Problem requirements → Count the lines in the records below that contain the word "boulder", and give only that number.

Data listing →
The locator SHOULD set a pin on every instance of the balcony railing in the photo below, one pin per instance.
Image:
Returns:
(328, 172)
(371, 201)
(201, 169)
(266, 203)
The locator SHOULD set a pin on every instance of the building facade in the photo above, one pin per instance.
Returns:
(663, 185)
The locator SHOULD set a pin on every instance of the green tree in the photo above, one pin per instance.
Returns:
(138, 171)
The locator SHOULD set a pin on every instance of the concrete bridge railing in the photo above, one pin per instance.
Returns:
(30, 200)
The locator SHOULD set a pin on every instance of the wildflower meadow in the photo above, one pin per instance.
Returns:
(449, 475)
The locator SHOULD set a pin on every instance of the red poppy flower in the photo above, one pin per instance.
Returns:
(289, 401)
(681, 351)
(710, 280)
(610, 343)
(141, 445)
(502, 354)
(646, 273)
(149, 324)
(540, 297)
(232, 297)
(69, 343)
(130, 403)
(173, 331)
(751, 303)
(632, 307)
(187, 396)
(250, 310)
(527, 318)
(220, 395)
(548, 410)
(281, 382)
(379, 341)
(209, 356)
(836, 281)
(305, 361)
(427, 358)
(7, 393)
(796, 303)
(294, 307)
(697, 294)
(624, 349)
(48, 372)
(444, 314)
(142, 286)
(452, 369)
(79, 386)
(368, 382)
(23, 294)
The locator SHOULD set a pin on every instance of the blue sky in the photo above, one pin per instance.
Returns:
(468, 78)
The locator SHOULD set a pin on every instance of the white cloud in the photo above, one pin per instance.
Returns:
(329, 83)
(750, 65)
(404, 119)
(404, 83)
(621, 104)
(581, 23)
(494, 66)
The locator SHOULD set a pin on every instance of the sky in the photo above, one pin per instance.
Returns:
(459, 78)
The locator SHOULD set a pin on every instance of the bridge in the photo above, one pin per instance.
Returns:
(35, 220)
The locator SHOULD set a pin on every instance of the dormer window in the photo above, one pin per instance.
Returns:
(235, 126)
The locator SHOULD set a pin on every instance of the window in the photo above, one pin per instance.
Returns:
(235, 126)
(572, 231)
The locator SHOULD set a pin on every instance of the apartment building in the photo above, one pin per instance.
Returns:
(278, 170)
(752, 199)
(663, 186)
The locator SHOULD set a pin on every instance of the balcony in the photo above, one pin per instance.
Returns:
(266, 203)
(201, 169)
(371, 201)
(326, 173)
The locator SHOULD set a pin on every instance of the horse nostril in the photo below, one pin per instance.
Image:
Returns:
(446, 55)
---
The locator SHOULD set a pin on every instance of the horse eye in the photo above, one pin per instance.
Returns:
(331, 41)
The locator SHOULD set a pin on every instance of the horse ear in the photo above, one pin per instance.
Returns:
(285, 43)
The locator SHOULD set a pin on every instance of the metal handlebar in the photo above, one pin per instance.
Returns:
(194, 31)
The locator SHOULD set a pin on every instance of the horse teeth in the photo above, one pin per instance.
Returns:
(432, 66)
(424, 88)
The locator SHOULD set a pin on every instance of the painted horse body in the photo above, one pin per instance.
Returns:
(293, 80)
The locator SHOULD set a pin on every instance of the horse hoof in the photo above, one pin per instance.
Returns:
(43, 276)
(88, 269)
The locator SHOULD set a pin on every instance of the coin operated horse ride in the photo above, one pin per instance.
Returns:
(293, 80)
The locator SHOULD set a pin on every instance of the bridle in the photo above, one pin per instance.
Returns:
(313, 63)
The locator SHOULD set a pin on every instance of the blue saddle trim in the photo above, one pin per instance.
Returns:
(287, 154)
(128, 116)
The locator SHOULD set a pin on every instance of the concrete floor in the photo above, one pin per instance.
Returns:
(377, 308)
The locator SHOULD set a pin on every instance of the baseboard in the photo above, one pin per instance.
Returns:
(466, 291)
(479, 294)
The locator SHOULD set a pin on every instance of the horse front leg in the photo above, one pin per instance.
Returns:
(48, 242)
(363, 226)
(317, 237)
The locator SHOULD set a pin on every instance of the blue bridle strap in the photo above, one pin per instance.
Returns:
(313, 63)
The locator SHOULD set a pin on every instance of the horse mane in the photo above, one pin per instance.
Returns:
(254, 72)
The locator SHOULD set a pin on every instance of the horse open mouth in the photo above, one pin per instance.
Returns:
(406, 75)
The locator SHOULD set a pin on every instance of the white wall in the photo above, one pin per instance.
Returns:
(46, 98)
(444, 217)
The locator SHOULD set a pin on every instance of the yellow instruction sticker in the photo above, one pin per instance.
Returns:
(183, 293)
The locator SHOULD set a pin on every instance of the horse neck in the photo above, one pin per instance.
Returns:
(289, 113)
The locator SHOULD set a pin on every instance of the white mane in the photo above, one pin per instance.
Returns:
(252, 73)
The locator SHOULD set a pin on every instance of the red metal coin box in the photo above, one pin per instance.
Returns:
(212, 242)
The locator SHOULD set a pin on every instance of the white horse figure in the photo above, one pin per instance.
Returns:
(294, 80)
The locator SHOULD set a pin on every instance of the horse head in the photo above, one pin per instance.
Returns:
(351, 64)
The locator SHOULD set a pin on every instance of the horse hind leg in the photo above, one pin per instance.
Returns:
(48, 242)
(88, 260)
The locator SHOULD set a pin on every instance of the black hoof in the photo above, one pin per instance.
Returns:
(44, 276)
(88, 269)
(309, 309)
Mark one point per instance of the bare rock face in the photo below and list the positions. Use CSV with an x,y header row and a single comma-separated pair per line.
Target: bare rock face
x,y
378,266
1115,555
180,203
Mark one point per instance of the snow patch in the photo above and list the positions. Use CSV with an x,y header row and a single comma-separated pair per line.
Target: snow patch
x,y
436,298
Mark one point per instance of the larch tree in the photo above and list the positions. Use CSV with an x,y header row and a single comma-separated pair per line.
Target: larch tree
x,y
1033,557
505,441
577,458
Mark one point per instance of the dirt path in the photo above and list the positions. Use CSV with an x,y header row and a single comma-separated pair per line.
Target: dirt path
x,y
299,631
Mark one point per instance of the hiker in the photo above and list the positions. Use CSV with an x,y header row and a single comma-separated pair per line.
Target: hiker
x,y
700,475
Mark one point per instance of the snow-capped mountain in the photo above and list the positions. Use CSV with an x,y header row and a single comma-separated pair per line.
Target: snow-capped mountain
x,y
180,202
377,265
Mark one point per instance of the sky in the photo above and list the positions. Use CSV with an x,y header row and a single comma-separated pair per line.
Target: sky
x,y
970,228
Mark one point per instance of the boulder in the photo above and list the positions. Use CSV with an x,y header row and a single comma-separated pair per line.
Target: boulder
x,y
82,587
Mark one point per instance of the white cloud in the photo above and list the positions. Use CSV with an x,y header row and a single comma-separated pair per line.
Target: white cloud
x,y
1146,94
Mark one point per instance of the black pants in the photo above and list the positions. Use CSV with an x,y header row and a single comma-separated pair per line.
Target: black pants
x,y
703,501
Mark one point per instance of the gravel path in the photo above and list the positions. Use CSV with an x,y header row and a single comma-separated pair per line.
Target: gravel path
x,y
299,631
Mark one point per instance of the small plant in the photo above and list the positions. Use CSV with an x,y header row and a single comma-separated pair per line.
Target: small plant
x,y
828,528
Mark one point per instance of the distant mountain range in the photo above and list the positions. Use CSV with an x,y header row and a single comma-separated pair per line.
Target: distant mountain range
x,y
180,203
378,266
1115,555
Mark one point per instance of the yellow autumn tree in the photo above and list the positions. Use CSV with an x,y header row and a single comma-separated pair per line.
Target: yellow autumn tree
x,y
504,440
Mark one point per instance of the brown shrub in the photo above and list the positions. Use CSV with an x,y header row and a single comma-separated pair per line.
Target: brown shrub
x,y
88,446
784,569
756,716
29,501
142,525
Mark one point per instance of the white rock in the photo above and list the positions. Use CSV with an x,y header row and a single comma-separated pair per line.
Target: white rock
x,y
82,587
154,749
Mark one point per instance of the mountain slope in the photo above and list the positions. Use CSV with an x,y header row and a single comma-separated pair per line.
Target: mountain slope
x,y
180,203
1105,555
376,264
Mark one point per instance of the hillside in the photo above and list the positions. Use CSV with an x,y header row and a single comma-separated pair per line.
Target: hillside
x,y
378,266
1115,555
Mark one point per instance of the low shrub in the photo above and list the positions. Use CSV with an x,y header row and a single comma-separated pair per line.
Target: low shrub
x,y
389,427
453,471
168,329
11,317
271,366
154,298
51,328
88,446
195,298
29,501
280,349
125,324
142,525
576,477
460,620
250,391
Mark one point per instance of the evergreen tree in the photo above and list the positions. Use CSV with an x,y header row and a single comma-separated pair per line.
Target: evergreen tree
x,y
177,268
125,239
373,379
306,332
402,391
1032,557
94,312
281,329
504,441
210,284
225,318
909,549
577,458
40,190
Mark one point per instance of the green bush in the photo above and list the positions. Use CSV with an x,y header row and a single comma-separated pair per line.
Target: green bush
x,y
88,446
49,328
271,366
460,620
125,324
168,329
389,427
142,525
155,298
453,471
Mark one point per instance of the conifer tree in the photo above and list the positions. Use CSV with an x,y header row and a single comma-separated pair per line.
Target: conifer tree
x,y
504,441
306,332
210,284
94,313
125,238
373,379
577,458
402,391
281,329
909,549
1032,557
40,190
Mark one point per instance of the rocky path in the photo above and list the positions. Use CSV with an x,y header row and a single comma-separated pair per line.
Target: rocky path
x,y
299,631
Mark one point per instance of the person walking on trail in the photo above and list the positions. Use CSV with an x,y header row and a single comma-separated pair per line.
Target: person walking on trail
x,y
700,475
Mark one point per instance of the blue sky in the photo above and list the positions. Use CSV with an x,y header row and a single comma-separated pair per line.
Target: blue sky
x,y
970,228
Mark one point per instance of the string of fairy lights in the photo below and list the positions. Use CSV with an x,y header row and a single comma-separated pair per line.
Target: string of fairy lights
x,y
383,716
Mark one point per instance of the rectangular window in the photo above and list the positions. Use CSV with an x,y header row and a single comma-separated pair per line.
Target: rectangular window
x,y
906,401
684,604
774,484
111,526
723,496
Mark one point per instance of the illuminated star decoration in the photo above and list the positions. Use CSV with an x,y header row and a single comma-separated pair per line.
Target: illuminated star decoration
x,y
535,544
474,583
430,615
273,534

Final answer → 2